TASK DETAILS:
Reproduce every one of the rows below word for word, without changing anything.

TASK MATERIAL:
/---

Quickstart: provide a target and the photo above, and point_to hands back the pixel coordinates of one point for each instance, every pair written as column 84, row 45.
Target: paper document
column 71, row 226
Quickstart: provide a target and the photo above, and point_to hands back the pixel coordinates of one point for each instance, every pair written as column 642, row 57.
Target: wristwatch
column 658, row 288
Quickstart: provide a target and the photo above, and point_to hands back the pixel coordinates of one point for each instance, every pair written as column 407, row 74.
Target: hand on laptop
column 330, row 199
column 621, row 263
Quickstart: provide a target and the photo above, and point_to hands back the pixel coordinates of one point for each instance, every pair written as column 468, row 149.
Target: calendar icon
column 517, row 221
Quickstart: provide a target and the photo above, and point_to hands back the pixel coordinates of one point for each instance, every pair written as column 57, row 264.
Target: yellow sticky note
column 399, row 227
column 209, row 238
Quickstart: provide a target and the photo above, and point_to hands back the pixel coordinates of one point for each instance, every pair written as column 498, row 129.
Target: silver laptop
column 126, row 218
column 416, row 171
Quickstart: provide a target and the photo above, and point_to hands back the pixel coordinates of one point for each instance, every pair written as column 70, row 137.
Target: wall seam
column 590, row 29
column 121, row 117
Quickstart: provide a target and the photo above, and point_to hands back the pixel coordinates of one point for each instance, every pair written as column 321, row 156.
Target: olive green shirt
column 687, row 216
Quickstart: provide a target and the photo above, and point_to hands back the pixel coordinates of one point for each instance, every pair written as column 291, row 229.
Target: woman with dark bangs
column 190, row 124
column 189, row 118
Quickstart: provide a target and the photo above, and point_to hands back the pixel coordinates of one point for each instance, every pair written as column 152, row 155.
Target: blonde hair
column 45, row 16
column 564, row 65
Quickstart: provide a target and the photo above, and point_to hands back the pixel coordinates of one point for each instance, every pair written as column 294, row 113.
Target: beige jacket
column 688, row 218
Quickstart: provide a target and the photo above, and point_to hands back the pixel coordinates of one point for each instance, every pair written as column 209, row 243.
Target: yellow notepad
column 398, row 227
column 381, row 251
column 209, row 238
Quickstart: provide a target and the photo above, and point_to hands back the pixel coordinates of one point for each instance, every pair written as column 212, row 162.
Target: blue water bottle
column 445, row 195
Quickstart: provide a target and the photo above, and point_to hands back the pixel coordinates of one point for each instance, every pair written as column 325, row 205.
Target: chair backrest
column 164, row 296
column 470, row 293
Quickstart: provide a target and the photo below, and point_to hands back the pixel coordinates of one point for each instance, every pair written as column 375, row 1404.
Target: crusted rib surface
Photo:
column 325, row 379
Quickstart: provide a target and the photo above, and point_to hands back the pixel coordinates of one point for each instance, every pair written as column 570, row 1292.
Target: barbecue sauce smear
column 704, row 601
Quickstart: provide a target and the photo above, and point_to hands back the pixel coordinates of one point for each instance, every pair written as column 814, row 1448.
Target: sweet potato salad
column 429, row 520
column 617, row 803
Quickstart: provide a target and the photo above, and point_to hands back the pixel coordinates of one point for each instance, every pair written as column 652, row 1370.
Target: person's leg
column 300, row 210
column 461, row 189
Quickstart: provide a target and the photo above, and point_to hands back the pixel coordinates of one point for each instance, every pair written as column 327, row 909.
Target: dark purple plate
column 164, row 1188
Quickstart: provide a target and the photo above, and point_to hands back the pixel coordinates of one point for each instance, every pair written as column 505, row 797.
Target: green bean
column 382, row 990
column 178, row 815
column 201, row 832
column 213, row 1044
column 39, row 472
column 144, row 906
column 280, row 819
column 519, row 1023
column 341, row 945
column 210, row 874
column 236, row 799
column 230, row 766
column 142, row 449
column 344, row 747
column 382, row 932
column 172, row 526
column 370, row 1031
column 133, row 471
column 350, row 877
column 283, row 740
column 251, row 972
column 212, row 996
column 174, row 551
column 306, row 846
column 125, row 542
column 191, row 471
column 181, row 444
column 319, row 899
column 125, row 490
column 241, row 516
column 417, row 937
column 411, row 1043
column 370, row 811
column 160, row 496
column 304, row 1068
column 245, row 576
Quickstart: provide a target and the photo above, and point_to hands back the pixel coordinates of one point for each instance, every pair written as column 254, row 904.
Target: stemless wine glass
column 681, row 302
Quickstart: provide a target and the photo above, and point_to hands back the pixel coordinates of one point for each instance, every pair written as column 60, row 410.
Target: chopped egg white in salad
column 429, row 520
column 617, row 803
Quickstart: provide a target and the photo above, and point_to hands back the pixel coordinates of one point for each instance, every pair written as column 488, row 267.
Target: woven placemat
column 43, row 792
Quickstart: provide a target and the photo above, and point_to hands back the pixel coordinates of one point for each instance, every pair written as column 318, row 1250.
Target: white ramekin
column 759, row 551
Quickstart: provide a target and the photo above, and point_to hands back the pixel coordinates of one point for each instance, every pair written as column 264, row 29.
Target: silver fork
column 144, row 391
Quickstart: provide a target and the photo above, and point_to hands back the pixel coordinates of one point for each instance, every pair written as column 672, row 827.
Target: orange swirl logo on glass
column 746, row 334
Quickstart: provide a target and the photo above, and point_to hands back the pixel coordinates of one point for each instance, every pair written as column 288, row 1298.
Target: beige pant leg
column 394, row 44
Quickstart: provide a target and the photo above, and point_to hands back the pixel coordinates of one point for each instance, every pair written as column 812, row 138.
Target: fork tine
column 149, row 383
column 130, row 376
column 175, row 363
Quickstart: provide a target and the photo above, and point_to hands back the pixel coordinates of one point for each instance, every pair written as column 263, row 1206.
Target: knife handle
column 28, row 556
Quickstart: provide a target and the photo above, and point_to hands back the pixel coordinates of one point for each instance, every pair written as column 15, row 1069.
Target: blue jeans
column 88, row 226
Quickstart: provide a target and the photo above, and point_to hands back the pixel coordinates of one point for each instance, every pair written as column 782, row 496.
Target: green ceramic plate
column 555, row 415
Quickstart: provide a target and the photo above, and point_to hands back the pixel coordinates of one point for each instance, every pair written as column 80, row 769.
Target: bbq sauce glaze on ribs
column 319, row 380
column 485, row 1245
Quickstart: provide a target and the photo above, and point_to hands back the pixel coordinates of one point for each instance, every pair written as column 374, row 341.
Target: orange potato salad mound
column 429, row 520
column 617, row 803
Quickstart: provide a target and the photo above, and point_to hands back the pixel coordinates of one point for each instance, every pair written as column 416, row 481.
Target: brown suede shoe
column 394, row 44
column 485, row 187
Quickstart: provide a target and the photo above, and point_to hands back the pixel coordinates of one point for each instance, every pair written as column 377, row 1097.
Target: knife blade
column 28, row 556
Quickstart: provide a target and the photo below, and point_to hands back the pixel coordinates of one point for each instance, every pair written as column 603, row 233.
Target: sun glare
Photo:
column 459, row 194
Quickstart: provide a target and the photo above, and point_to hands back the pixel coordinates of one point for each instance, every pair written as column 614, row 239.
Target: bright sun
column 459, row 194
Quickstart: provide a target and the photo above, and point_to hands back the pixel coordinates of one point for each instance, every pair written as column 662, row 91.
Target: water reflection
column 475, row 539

\---

WORKED SOLUTION:
Quickstart: provide a target and the photo above, and point_to hands back the pixel coordinates of one point for each instance, every pair written as column 84, row 45.
Target: paper document
column 71, row 226
Quickstart: provide a target and the photo above, and point_to hands back the pixel coordinates of one point for each instance, every pair written as column 642, row 57.
Target: wristwatch
column 658, row 288
Quickstart: provide a target and the photo above, and point_to hands back the pixel coordinates of one point for each instance, every pair written as column 407, row 74.
Target: hand on laptop
column 330, row 199
column 621, row 263
Quickstart: provide a target and the photo above, and point_to hands back the pixel coordinates of one point for each instance, every pair written as column 468, row 149.
Target: calendar icon
column 517, row 221
Quickstart: provide a target and the photo above, and point_to hands back the pixel coordinates of one point for each instance, every pair written as column 57, row 264.
Target: yellow sticky note
column 399, row 227
column 209, row 238
Quickstart: provide a target and the photo above, and point_to hands back the pixel coordinates of one point for each instance, every pair written as column 498, row 129.
Target: silver laptop
column 126, row 218
column 416, row 171
Quickstart: provide a target and the photo above, and point_to hands back the pixel coordinates of one point for each instance, every pair written as column 70, row 137.
Target: wall seam
column 590, row 29
column 121, row 117
Quickstart: provide a target and the photo above, and point_to hands back the pixel coordinates of one point for each instance, every pair written as column 321, row 156.
Target: olive green shirt
column 687, row 216
Quickstart: provide a target and the photo above, and point_to hands back the pixel coordinates of one point for each instance, every pair written as column 291, row 229.
Target: woman with dark bangs
column 190, row 124
column 189, row 118
Quickstart: provide a target and the photo above, and point_to hands back the pixel coordinates of one point for each instance, every pair written as column 152, row 155.
Target: blonde hair
column 45, row 16
column 564, row 65
Quickstart: provide a target and the photo above, and point_to hands back the pixel coordinates of one point for each instance, every pair written as column 294, row 113.
Target: beige jacket
column 688, row 218
Quickstart: provide a target and the photo above, and point_to hands back the pixel coordinates of one point for each instance, every pair written as column 209, row 243.
Target: yellow notepad
column 398, row 227
column 381, row 251
column 209, row 238
Quickstart: provide a target and the photo above, and point_to hands back the pixel coordinates of one point for each instance, every pair written as column 212, row 162.
Target: blue water bottle
column 445, row 195
Quickstart: provide a target and the photo above, and point_to hands back the pixel coordinates of one point for each instance, every pair written as column 325, row 205.
Target: chair backrest
column 164, row 296
column 470, row 293
Quickstart: provide a target and the photo below, and point_to hands back the pixel coordinates of one point for each instance, every pair written as column 375, row 1404.
Target: crusted rib surface
Photo:
column 325, row 379
Quickstart: provide a target and the photo above, and point_to hands back the pixel coordinates of one point for each instance, every pair written as column 570, row 1292.
Target: barbecue sauce smear
column 704, row 601
Quickstart: provide a target and the photo above, and point_to hands back the pixel coordinates of one point for each instance, every pair written as column 814, row 1448.
Target: sweet potato salad
column 429, row 520
column 617, row 803
Quickstart: provide a target and the photo above, and point_to hands back the pixel coordinates of one point for each instance, every pair written as column 652, row 1370.
Target: person's leg
column 300, row 210
column 461, row 189
Quickstart: provide a target and the photo above, and point_to hands back the pixel coordinates of one point for each instance, every pair written as column 327, row 909.
Target: dark purple plate
column 164, row 1188
Quickstart: provide a target and the photo above, and point_to hands back the pixel coordinates of one point for each instance, every pair written as column 505, row 797.
Target: green bean
column 382, row 990
column 178, row 815
column 201, row 832
column 213, row 1044
column 39, row 472
column 144, row 906
column 280, row 819
column 519, row 1023
column 341, row 945
column 210, row 874
column 236, row 799
column 230, row 766
column 142, row 449
column 344, row 747
column 382, row 932
column 172, row 526
column 370, row 1031
column 133, row 471
column 350, row 877
column 283, row 740
column 251, row 972
column 212, row 996
column 174, row 551
column 306, row 846
column 125, row 542
column 191, row 471
column 181, row 444
column 319, row 899
column 125, row 490
column 241, row 516
column 417, row 937
column 411, row 1043
column 370, row 811
column 160, row 496
column 304, row 1068
column 245, row 576
Quickstart: provide a target and the photo above, and point_to hands back the pixel coordinates of one point for each instance, every pair written as column 254, row 904.
Target: stemless wine glass
column 681, row 302
Quickstart: provide a target and the photo above, and point_to hands back the pixel coordinates of one point for each instance, every pair written as column 60, row 410.
Target: chopped egg white in salad
column 429, row 520
column 617, row 803
Quickstart: provide a target and the photo above, and point_to hands back the pixel coordinates of one point for each instance, every pair written as column 488, row 267.
Target: woven placemat
column 43, row 792
Quickstart: provide a target and the photo above, and point_to hands back the pixel coordinates of one point for each instance, every pair written as column 318, row 1250.
Target: white ramekin
column 759, row 551
Quickstart: provide a target and the photo above, and point_to hands back the pixel coordinates of one point for each instance, every pair written as column 264, row 29.
Target: silver fork
column 144, row 391
Quickstart: provide a target and the photo above, and point_to hands back the pixel coordinates of one point for each instance, every pair written as column 672, row 827.
Target: orange swirl logo on glass
column 746, row 334
Quickstart: provide a target and the photo above, and point_to hands back the pixel coordinates of one point for each instance, every pair written as column 288, row 1298.
Target: beige pant leg
column 394, row 44
Quickstart: provide a target and the photo above, and point_to hands back the pixel coordinates of one point for each instance, every pair written as column 812, row 138.
Target: fork tine
column 149, row 383
column 130, row 376
column 175, row 363
Quickstart: provide a target and the photo above, and point_to hands back the pixel coordinates of one point for each instance, every pair written as column 263, row 1206.
Target: knife handle
column 28, row 556
Quickstart: provide a target and the photo above, and point_to hands back the pixel coordinates of one point for each instance, every pair written as column 15, row 1069.
Target: blue jeans
column 88, row 226
Quickstart: provide a target and the photo above, and point_to hands back the pixel coordinates of one point for each instance, every pair written as column 782, row 496.
Target: green ceramic plate
column 555, row 415
Quickstart: provide a target and the photo above, and point_to hands back the pixel coordinates of one point for each instance, every pair written as column 80, row 769.
Target: bbq sauce glaze on ribs
column 319, row 380
column 485, row 1245
Quickstart: provide a target and the photo above, and point_to hands back the pixel coordinates of one point for each instance, every pair written as column 374, row 341.
Target: orange potato salad mound
column 429, row 520
column 617, row 803
Quickstart: provide a target and the photo above, and point_to hands back the pixel coordinates of one point for each instance, every pair written as column 416, row 481.
Target: brown suede shoe
column 394, row 44
column 485, row 187
Quickstart: provide a target and the photo above, and point_to hands back the pixel coordinates of one point for each instance, every pair written as column 377, row 1097.
Target: knife blade
column 28, row 556
Quickstart: provide a target and the photo below, and point_to hands back the pixel coordinates of one point for each instance, every pair written as column 603, row 233.
Target: sun glare
Photo:
column 459, row 194
Quickstart: provide a target and the photo above, and point_to hands back the pixel coordinates of one point for each instance, every pair written as column 614, row 239.
Target: bright sun
column 459, row 194
Quickstart: provide a target and the photo above, and point_to hands back the pixel coordinates of one point for each instance, every pair written as column 662, row 91.
Target: water reflection
column 475, row 539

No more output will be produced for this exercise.